__Spatial localization data__.
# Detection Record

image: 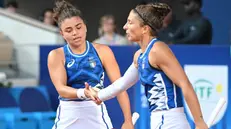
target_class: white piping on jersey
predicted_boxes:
[140,38,157,59]
[67,41,90,57]
[173,84,177,107]
[159,73,169,110]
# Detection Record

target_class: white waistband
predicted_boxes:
[59,100,103,107]
[151,107,185,116]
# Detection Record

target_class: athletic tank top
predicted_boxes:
[61,41,104,101]
[137,38,183,112]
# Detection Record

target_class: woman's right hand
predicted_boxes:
[84,82,102,104]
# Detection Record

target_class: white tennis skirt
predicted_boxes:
[150,107,191,129]
[52,100,113,129]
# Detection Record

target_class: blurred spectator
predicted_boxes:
[40,8,57,27]
[0,32,17,78]
[171,0,212,44]
[93,14,129,45]
[5,0,18,13]
[158,11,181,44]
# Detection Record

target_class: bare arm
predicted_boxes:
[98,44,132,122]
[150,42,205,124]
[96,49,140,102]
[47,49,82,99]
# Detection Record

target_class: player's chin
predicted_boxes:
[71,40,83,47]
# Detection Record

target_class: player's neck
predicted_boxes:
[140,36,156,53]
[69,41,87,55]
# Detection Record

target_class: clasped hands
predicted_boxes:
[84,82,102,105]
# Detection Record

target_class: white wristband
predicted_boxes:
[77,88,87,99]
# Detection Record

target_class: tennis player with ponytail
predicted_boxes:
[48,0,133,129]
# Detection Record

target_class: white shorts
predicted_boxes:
[52,100,113,129]
[150,107,191,129]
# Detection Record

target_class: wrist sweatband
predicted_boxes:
[77,88,87,99]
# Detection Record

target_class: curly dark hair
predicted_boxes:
[53,0,85,27]
[133,2,171,36]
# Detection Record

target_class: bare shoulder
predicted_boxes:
[92,42,117,67]
[48,47,65,62]
[92,42,112,55]
[151,41,172,55]
[149,41,176,66]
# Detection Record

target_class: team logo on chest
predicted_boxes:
[88,56,96,68]
[67,59,75,68]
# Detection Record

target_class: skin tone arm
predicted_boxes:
[47,48,94,99]
[149,41,208,129]
[85,49,141,104]
[93,44,133,128]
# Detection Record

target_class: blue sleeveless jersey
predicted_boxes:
[137,38,183,112]
[60,41,104,101]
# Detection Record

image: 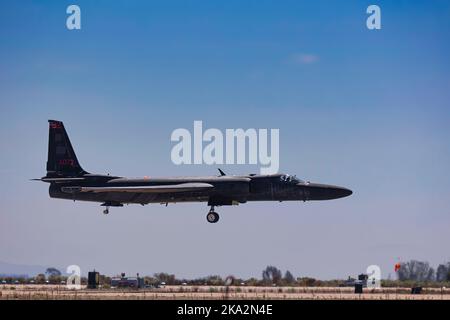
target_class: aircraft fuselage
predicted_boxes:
[49,173,352,206]
[37,120,352,223]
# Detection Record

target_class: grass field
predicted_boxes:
[1,285,449,300]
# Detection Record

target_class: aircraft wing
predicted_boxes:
[79,182,214,193]
[31,177,86,183]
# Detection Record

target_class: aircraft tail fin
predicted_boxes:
[46,120,88,177]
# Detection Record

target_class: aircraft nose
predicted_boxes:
[333,186,353,198]
[302,183,353,200]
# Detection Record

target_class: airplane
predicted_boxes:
[34,120,352,223]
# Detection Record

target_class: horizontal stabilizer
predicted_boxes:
[79,182,214,193]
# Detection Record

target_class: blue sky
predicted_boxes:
[1,0,450,279]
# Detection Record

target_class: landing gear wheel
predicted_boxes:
[103,208,109,215]
[206,211,219,223]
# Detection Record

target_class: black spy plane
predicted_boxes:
[34,120,352,223]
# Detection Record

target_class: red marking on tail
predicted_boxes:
[59,159,75,166]
[50,122,62,129]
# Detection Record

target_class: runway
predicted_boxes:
[1,285,449,300]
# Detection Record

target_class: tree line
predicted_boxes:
[396,260,450,282]
[1,260,450,287]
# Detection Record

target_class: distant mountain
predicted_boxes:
[0,261,55,277]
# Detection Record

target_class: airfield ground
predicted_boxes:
[1,285,449,300]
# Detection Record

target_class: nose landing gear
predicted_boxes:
[103,207,109,215]
[206,206,219,223]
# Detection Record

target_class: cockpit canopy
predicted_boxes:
[280,174,303,184]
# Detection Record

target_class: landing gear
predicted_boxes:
[206,206,220,223]
[100,202,123,215]
[207,211,219,223]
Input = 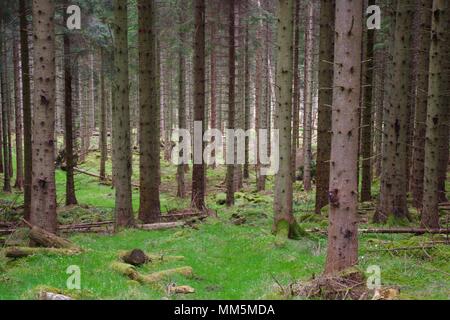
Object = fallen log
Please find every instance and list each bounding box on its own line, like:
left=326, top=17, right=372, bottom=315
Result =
left=359, top=228, right=450, bottom=235
left=59, top=221, right=114, bottom=230
left=29, top=225, right=80, bottom=249
left=144, top=266, right=193, bottom=283
left=136, top=221, right=184, bottom=231
left=111, top=262, right=193, bottom=284
left=4, top=247, right=82, bottom=259
left=0, top=228, right=14, bottom=236
left=306, top=227, right=450, bottom=235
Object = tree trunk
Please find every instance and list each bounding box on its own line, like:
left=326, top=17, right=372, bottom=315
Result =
left=13, top=30, right=24, bottom=190
left=302, top=1, right=314, bottom=191
left=315, top=0, right=334, bottom=213
left=112, top=0, right=134, bottom=229
left=99, top=48, right=107, bottom=181
left=273, top=0, right=301, bottom=239
left=243, top=16, right=250, bottom=180
left=291, top=0, right=301, bottom=180
left=177, top=0, right=187, bottom=198
left=63, top=3, right=78, bottom=206
left=191, top=0, right=207, bottom=211
left=30, top=0, right=57, bottom=233
left=324, top=0, right=362, bottom=274
left=411, top=0, right=432, bottom=208
left=255, top=22, right=263, bottom=191
left=360, top=0, right=375, bottom=202
left=226, top=0, right=236, bottom=206
left=375, top=0, right=413, bottom=223
left=20, top=0, right=32, bottom=221
left=0, top=19, right=11, bottom=193
left=421, top=0, right=449, bottom=228
left=138, top=0, right=161, bottom=223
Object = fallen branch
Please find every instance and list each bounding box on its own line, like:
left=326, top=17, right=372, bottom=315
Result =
left=74, top=167, right=139, bottom=188
left=359, top=228, right=450, bottom=235
left=4, top=247, right=82, bottom=259
left=136, top=222, right=184, bottom=231
left=21, top=219, right=81, bottom=250
left=111, top=262, right=193, bottom=284
left=306, top=227, right=450, bottom=235
left=59, top=221, right=114, bottom=230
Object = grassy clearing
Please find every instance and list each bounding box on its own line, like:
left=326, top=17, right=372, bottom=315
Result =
left=0, top=151, right=449, bottom=300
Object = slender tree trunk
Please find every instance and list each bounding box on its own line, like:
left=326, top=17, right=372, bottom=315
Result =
left=210, top=10, right=217, bottom=170
left=255, top=20, right=264, bottom=191
left=291, top=0, right=301, bottom=179
left=177, top=0, right=187, bottom=198
left=360, top=0, right=375, bottom=202
left=63, top=4, right=77, bottom=206
left=30, top=0, right=57, bottom=233
left=99, top=48, right=107, bottom=181
left=138, top=0, right=161, bottom=223
left=273, top=0, right=301, bottom=238
left=302, top=1, right=314, bottom=191
left=243, top=16, right=250, bottom=180
left=20, top=0, right=32, bottom=221
left=375, top=0, right=413, bottom=223
left=373, top=20, right=385, bottom=178
left=112, top=0, right=134, bottom=229
left=1, top=19, right=11, bottom=193
left=192, top=0, right=207, bottom=211
left=226, top=0, right=236, bottom=206
left=411, top=0, right=432, bottom=208
left=13, top=29, right=24, bottom=190
left=324, top=0, right=362, bottom=274
left=315, top=0, right=334, bottom=213
left=421, top=0, right=449, bottom=228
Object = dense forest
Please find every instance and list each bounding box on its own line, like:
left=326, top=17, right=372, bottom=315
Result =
left=0, top=0, right=448, bottom=301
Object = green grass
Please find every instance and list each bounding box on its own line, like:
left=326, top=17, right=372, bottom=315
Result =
left=0, top=150, right=449, bottom=300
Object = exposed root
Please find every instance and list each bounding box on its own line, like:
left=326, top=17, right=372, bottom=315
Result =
left=291, top=267, right=370, bottom=300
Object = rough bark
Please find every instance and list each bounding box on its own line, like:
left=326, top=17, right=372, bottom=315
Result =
left=138, top=0, right=161, bottom=223
left=302, top=1, right=314, bottom=191
left=99, top=48, right=107, bottom=181
left=63, top=3, right=77, bottom=206
left=243, top=16, right=250, bottom=179
left=0, top=19, right=11, bottom=193
left=255, top=18, right=264, bottom=191
left=112, top=0, right=134, bottom=229
left=360, top=0, right=375, bottom=202
left=30, top=0, right=57, bottom=233
left=13, top=30, right=24, bottom=190
left=324, top=0, right=362, bottom=274
left=375, top=0, right=413, bottom=223
left=20, top=0, right=32, bottom=221
left=176, top=0, right=187, bottom=198
left=273, top=0, right=301, bottom=239
left=411, top=0, right=432, bottom=208
left=315, top=0, right=334, bottom=213
left=225, top=0, right=236, bottom=207
left=291, top=0, right=301, bottom=180
left=191, top=0, right=207, bottom=211
left=421, top=0, right=449, bottom=228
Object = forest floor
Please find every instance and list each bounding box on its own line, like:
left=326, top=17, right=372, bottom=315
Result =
left=0, top=151, right=449, bottom=300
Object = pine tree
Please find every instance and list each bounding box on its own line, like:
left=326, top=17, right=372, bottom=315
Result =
left=112, top=0, right=134, bottom=229
left=325, top=0, right=362, bottom=274
left=29, top=0, right=57, bottom=232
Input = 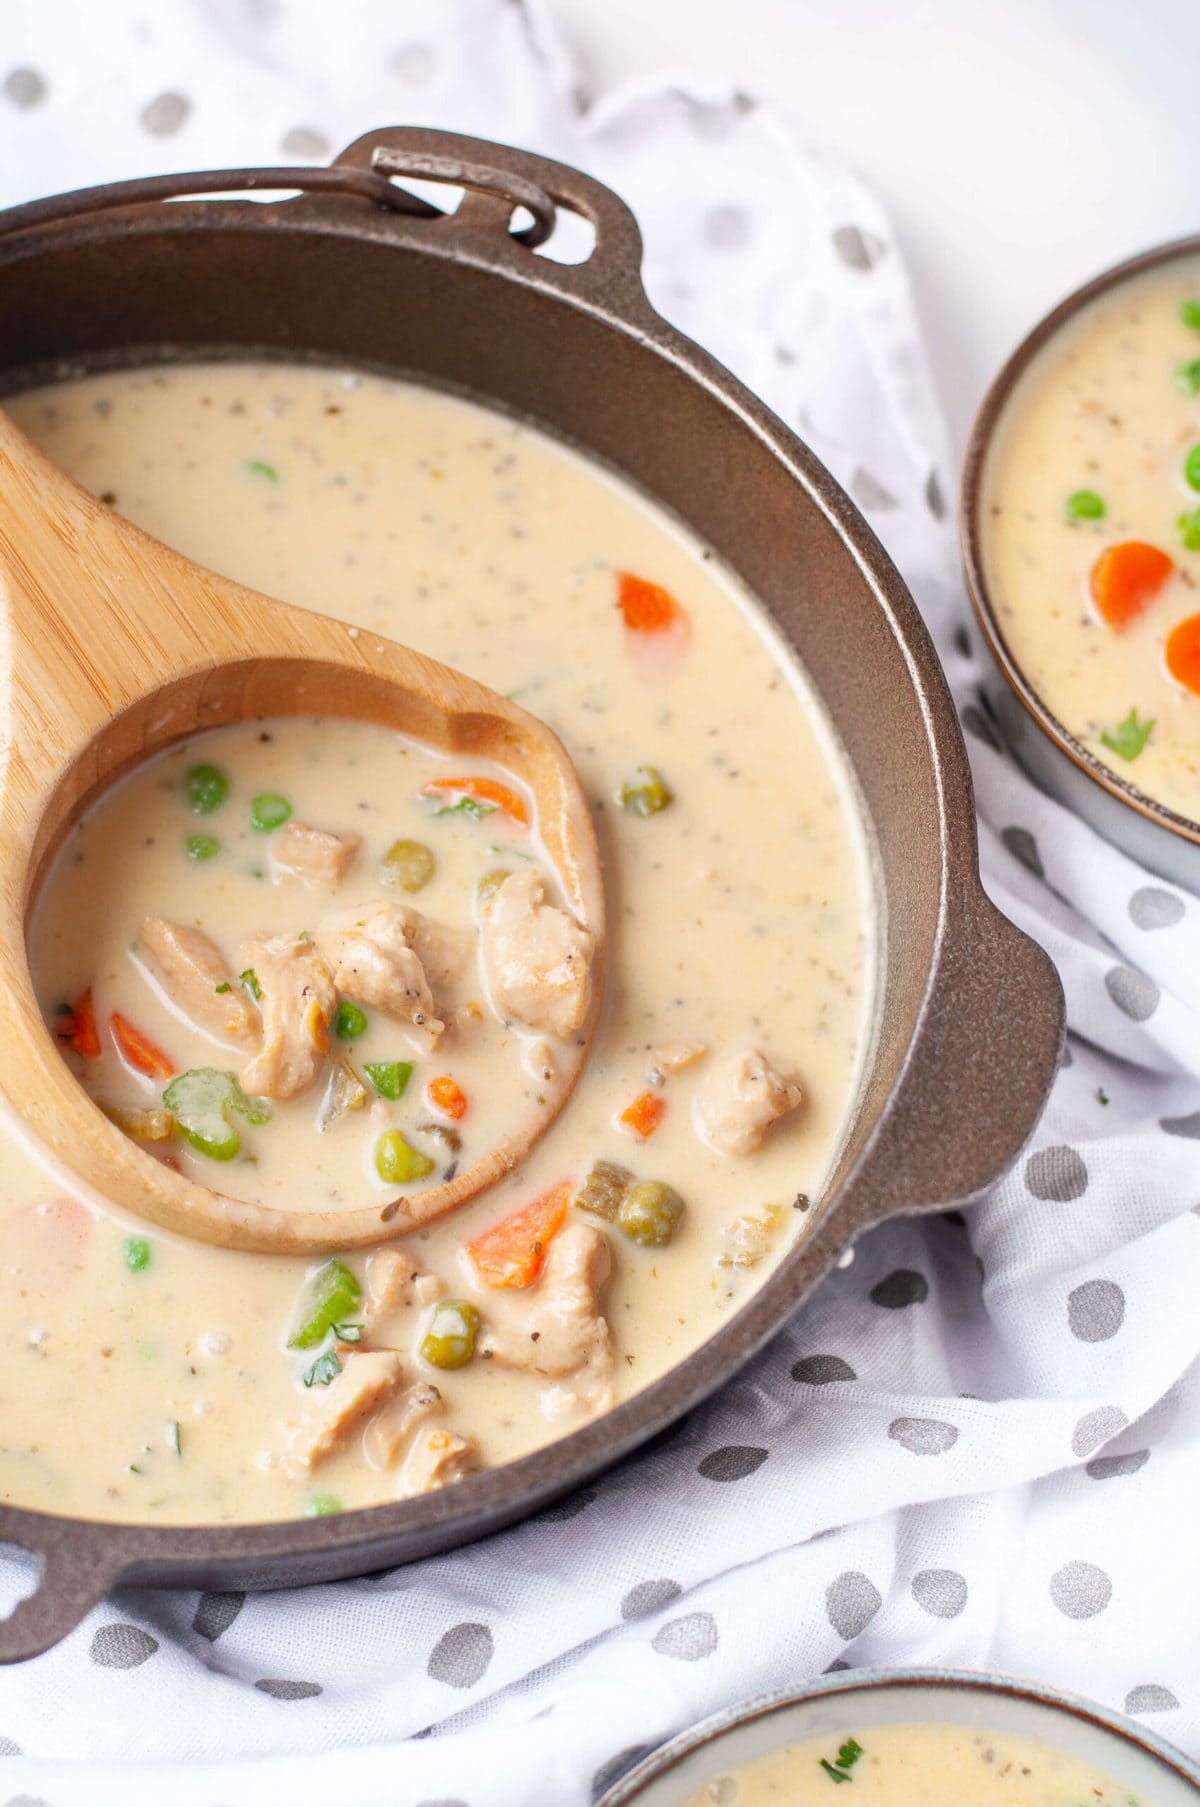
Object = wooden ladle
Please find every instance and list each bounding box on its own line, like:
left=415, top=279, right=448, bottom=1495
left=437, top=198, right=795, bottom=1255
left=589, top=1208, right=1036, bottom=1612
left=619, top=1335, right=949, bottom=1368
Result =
left=0, top=410, right=605, bottom=1254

__TASK STATEMENT__. Working through the records above, copy each line in which "trunk" is found.

__RESULT BELOW__.
Object = tree trunk
Object = slender tree trunk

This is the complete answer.